-- Problems and tasks --
1. From the blog post about the NHS, list the things the nurse asks about at the registration appointment.
2. In the blog post about the NHS, how soon after the first visit could the writer schedule an appointment?
3. Carry on the blog post about the NHS from its last sentence.
Start of Document section
Surviving in the UK – thanks to and despite NHS

It’s summer and I’ve been on a blog holiday, neither writing nor not reading blogs of others. Until National Health Service (UK’s biggest employer, NHS to friends and family) gave me an urge to write a little, or should I say it inspired me.
People with good manners don’t talk about their health in public. Talking about NHS should therefore be perfectly fine as this has nothing to do with health, as I have found out. Anyway, I hit my middle toe against someone’s knee a few weeks back. My sparring partner was fine, the toe unfortunately not so much. It got slightly swollen and had a nice range of pastel colors on it almost immediately. I thought I’d just bruised it and kept on doing what I was doing. Walks on Estonian islands and Scottish mountains, swimming, a rock concert and such. It did hurt a bit but hey, no-one said life was supposed to be easy. Finally this week I thought that my foot has been sore too long for a simple bruise and that was time to bring on wonders of modern medicine.
Ironically, the only place to get someone to take a look at your foot is a walk-in clinic. (In my case hobble-in clinic.) The other option was signing up with a local doctor aka GP or General Practitioner. I reckoned a domesticated doctor may come handy one of those days so I better go all the way. Having lived in the UK for some time now, I wasn’t at all surprised that you can’t just go there, flash your ID and get whatever body part examined and fixed. That would be unreasonably time efficient, wouldn’t it.
On first visit I indulged into some paperwork. Only 24 hours later was I entitled to schedule an appointment. But not to have my foot looked at – no, not so fast. This is just to complete your registration and have a nurse measure you and ask about diseases in the family, quantities of fruit I eat and units of alcohol I drink per week. Only after that would someone actually get to examination of my limb. I was lucky as well as persistent though, so I managed to schedule initial check and doctor’s appointment within 20 minutes of each other.
End of Document section
Start of Recorded information
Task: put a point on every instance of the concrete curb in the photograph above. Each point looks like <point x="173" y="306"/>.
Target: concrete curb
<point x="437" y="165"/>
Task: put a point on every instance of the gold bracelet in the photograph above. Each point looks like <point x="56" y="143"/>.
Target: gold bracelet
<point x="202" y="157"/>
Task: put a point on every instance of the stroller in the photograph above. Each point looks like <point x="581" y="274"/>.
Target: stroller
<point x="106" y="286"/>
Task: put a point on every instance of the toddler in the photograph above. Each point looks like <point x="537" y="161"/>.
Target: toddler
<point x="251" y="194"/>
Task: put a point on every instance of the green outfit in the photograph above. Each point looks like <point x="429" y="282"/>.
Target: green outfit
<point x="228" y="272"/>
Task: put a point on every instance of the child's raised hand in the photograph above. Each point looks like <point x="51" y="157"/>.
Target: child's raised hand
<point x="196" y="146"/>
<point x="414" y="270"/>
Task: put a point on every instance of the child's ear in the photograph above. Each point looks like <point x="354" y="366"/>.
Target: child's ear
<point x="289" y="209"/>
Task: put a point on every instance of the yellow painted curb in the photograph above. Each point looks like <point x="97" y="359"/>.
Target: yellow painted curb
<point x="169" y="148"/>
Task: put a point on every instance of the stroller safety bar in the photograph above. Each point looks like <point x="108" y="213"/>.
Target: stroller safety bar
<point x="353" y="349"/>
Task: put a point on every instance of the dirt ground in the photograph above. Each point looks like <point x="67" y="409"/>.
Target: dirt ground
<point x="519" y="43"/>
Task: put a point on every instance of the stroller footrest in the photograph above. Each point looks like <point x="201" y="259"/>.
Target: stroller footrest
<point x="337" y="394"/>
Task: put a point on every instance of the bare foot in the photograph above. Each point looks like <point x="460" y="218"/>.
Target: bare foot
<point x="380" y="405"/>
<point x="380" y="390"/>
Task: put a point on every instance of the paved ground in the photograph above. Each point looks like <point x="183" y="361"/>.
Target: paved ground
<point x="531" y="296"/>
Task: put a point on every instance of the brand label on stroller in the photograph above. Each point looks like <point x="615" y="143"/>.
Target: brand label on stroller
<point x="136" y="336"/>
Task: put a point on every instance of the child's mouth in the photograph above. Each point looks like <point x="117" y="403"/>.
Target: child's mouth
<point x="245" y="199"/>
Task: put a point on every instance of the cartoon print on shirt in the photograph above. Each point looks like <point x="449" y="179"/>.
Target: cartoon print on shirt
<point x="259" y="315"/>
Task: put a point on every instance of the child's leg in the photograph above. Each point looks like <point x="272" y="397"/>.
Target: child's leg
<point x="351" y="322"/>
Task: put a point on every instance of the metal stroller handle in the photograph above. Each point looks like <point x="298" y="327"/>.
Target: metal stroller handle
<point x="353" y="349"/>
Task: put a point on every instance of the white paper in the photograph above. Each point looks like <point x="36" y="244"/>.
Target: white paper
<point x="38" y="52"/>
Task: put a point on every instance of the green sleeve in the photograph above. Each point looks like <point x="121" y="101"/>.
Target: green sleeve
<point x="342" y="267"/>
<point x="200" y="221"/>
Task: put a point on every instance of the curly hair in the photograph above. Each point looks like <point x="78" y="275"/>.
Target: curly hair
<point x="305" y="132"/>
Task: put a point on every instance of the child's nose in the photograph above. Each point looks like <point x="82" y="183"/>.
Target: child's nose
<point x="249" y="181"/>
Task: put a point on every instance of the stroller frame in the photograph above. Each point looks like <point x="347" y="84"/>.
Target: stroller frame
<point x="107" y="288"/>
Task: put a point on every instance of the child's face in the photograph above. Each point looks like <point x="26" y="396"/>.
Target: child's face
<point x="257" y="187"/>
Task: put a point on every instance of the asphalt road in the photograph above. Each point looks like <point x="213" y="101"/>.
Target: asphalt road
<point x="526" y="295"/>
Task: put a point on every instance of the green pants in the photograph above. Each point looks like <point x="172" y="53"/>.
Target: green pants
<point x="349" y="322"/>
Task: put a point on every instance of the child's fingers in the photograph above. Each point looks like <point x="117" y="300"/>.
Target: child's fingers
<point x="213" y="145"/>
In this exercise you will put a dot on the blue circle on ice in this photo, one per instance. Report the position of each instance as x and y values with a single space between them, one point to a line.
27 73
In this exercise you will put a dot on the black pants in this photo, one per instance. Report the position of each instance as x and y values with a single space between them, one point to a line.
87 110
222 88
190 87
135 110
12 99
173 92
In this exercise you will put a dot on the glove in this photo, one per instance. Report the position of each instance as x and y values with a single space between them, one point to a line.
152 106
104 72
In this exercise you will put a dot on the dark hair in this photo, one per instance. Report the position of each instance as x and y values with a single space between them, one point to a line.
End of Recorded information
Start of Recorded information
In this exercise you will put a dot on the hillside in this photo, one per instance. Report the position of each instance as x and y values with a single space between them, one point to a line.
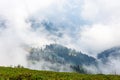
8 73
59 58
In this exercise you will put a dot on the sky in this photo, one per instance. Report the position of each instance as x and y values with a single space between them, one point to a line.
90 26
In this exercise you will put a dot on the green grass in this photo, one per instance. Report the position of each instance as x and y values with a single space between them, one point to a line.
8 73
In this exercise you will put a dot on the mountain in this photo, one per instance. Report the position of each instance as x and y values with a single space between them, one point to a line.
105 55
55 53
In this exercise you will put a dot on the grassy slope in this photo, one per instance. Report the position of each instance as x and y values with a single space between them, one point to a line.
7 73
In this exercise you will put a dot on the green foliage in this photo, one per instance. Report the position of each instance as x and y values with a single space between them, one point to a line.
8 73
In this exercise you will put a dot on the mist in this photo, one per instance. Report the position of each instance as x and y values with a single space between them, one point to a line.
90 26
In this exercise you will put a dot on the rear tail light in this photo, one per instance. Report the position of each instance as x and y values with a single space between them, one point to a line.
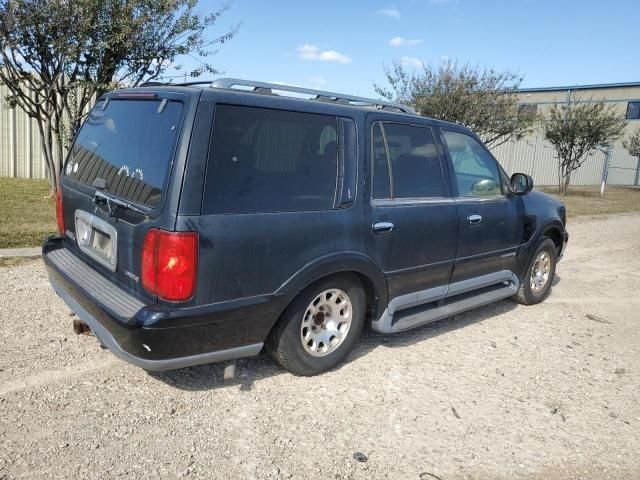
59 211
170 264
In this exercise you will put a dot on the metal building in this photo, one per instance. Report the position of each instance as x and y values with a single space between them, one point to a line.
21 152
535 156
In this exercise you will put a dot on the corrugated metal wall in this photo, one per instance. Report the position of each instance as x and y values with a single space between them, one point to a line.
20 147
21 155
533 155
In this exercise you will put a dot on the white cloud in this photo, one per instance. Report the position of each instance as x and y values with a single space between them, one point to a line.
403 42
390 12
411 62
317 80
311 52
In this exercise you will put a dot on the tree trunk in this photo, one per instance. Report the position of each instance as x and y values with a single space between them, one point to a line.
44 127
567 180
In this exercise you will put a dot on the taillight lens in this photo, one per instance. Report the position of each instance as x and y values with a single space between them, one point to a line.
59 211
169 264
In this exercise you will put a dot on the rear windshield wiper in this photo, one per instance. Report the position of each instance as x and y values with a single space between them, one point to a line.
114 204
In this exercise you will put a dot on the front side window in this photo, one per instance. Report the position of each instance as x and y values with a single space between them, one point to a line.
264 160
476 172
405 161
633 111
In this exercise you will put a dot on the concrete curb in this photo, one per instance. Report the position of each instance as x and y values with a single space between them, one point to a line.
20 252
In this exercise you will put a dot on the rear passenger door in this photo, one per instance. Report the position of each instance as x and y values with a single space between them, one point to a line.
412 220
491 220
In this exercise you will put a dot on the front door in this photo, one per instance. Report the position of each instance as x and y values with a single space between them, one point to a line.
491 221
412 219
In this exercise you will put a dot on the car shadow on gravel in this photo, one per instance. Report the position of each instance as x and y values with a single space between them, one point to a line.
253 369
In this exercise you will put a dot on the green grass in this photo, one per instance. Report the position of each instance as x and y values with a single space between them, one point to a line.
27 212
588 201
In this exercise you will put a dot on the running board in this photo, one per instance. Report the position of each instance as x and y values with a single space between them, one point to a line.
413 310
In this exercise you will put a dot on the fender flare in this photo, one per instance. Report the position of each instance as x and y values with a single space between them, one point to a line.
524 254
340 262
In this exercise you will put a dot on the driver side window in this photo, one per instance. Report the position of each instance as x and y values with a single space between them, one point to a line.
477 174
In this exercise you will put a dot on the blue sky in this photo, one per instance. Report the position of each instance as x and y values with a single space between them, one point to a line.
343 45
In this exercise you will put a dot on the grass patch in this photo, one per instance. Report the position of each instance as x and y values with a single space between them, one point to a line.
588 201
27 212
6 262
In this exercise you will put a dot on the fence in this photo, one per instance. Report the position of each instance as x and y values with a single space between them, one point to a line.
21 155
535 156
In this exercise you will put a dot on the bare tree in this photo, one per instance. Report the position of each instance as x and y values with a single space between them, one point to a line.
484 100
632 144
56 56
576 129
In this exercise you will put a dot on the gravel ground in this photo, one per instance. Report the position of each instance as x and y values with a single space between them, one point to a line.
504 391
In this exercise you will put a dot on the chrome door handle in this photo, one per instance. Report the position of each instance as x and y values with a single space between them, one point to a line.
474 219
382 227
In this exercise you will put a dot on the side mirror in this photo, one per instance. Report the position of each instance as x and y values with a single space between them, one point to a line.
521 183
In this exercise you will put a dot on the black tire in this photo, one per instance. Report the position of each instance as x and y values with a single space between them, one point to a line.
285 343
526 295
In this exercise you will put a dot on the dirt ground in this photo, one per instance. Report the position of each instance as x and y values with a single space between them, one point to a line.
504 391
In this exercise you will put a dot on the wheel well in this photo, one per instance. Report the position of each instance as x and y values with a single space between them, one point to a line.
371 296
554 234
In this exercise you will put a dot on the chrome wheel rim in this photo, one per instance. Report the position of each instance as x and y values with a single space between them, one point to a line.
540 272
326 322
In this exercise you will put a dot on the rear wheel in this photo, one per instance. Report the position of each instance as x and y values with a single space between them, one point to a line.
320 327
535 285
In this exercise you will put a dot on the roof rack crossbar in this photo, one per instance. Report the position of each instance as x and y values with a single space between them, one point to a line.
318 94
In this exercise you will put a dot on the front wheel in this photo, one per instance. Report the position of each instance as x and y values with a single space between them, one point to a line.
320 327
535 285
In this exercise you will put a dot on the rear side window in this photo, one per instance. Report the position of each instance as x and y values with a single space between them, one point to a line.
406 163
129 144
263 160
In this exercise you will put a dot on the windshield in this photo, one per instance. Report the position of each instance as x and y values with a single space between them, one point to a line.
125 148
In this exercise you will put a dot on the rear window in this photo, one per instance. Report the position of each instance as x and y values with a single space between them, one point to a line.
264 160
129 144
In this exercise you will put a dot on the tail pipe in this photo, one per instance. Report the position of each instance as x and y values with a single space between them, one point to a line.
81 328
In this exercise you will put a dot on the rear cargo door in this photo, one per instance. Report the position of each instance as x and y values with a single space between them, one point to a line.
End of Recorded information
-- Written responses --
1.
- Diseases in the family
- Quantities of fruit eaten
- Units of alcohol drunk per week

2. Only 24 hours later.

3.
Your middle toe is broken alright, said the doctor finally. And added it should heal itself in about three more weeks if I gave it some rest and minimized my walking. Probably, he added, as only an x-ray would tell with 100 per cent certainty. Unfortunately x-rays could only be done in one of the big hospitals and it would usually take two weeks to get a response back from them. Or alternatively I could have gone to an x-ray unit (x-ray monger? x-ray parlor?) a few tube stops away that would have given me results immediately had I been prepared to spend four hours in a live queue. This all seemed quite unreasonable and contradicting the advice to go easy on walking, so here I am, still x-rayless, but quite immobile nevertheless.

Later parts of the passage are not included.